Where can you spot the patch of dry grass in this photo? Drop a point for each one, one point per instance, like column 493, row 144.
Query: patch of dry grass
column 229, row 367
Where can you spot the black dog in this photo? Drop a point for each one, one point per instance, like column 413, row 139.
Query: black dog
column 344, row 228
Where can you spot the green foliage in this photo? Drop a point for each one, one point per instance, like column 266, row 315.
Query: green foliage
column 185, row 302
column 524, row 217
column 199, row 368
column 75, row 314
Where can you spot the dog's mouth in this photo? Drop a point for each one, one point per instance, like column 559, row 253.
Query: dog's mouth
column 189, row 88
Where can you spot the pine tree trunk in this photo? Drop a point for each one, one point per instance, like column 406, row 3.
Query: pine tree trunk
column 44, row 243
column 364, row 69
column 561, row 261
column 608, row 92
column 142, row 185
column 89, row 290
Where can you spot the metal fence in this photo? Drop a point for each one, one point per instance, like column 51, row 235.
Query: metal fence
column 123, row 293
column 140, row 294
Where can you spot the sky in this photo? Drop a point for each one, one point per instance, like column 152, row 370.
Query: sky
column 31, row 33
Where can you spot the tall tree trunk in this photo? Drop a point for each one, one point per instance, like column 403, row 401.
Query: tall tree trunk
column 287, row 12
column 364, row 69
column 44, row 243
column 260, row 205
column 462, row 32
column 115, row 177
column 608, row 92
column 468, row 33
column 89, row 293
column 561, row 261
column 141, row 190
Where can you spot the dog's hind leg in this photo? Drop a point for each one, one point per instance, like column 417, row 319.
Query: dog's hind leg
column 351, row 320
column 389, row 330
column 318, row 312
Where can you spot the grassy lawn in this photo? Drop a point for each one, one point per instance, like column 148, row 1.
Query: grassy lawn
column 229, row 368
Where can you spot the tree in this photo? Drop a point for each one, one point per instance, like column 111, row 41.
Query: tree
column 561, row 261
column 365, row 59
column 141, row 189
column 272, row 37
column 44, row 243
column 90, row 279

→ **EXERCISE DESCRIPTION**
Would you copy the entire listing exactly, missing nothing?

→ **ANSWER BOX**
Where can you spot the patch of dry grass in this photo? Drop a point for each one, one point per instance, like column 493, row 144.
Query: patch of dry grass
column 229, row 367
Where can you spot the black dog in this photo? Drop a point for each one, one point per instance, like column 413, row 139.
Query: black dog
column 344, row 228
Where can you spot the green foliage in this photo? Drop a point for each one, one point per instance, like column 266, row 315.
Query: green foliage
column 185, row 302
column 524, row 217
column 199, row 368
column 75, row 314
Where can you spot the dog's mouth in this photo? Drop a point for each one, one point per instance, like column 559, row 253.
Query: dog's mouth
column 189, row 88
Where can you spot the pine tree trunk in this photo? Drop a point for each one, one point per instance, like column 406, row 3.
Query: pine tree trunk
column 44, row 243
column 364, row 69
column 561, row 261
column 608, row 92
column 142, row 185
column 89, row 290
Where can you spot the metal fence in this photo? Drop a point for each one, one point per instance, like column 51, row 235.
Query: metal fence
column 123, row 293
column 140, row 294
Where can you spot the sky in this photo? Drop a point for each one, one point per instance, like column 152, row 370.
Query: sky
column 31, row 33
Where can you spot the tall tree trunk in this photo? Drop a point for each one, one point per instance, like column 403, row 401.
Query: tall tree trunk
column 287, row 12
column 364, row 69
column 44, row 243
column 260, row 205
column 462, row 32
column 115, row 177
column 608, row 92
column 468, row 33
column 89, row 293
column 561, row 261
column 141, row 190
Where can you spot the dog's hind leg in this photo? Drop a point for each one, one point per instance, like column 417, row 319.
Query: dog's hind leg
column 351, row 320
column 389, row 330
column 318, row 312
Where can you spot the grassy lawn in this photo? Drop a point for each one, one point per instance, like column 148, row 1.
Query: grassy lawn
column 229, row 368
Where can you spot the tree in this photo? Drop a point for each one, one point per instance, like column 111, row 41.
Query: tree
column 561, row 261
column 365, row 59
column 141, row 189
column 272, row 37
column 44, row 243
column 90, row 279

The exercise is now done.